▶ Data shown
────────────────────────────────────────
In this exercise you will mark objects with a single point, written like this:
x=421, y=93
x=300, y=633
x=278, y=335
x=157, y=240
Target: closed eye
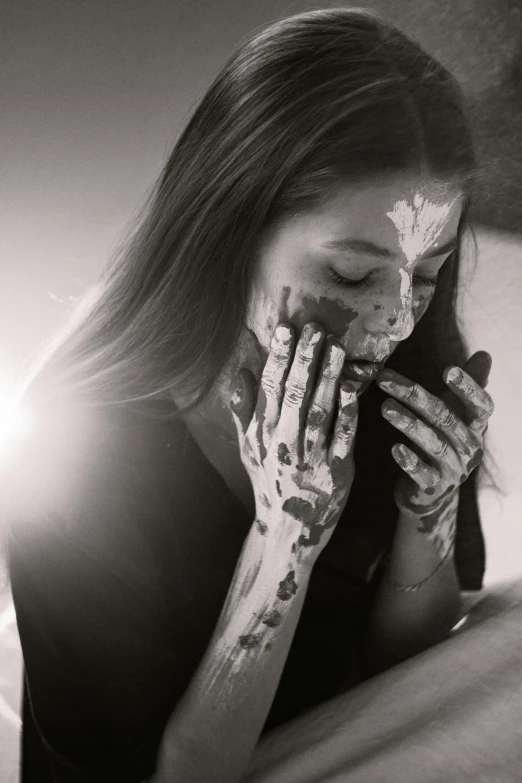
────────────────────────────────────────
▶ Required work
Please restate word for word the lines above, starting with the line that holds "x=421, y=93" and ending with the final line of the records, while leaving out pictures.

▶ Result
x=421, y=93
x=300, y=633
x=278, y=335
x=157, y=240
Target: closed eye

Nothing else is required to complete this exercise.